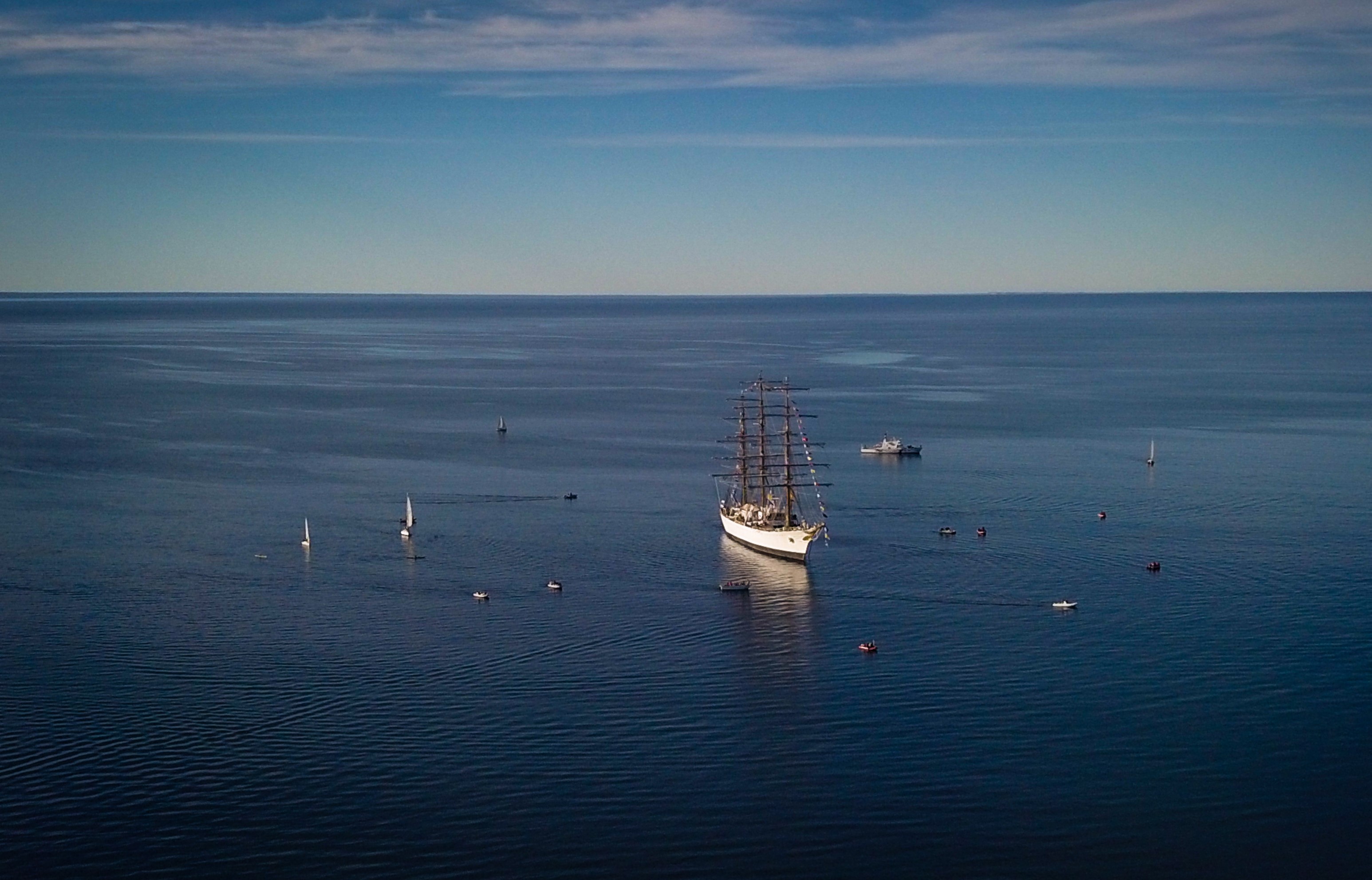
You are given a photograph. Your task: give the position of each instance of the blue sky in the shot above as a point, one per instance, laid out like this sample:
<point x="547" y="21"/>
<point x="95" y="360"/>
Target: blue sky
<point x="686" y="147"/>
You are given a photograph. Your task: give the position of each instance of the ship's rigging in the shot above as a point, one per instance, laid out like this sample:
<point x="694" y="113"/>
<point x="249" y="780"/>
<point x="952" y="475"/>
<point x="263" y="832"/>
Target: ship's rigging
<point x="774" y="487"/>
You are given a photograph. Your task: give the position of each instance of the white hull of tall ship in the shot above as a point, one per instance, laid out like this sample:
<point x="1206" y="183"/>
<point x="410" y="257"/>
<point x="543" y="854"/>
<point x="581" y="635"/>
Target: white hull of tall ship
<point x="792" y="543"/>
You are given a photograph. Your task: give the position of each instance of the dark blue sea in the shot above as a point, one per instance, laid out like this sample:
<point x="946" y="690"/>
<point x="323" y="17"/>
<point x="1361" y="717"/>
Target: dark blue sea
<point x="175" y="705"/>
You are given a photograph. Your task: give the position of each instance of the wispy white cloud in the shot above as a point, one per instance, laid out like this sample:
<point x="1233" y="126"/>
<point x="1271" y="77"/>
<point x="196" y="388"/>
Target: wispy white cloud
<point x="844" y="141"/>
<point x="570" y="48"/>
<point x="227" y="138"/>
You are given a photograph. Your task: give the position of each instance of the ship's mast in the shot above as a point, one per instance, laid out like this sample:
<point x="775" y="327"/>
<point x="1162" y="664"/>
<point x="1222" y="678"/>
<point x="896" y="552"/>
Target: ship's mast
<point x="743" y="449"/>
<point x="777" y="468"/>
<point x="787" y="475"/>
<point x="762" y="443"/>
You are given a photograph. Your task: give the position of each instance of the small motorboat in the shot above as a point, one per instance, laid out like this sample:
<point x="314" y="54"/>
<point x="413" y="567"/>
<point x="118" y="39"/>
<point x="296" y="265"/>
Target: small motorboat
<point x="891" y="446"/>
^^^^
▶ Your goal:
Produce an exact repeat of the lines from the one containing "of the small" through the last line of the data, and nothing more.

▶ Result of the exercise:
You are given a photograph. Your task: give the position of each instance of the small motorboat in the shot above as a point, one per instance, laid out like this sample:
<point x="314" y="54"/>
<point x="413" y="567"/>
<point x="118" y="39"/>
<point x="296" y="265"/>
Target: small motorboat
<point x="891" y="446"/>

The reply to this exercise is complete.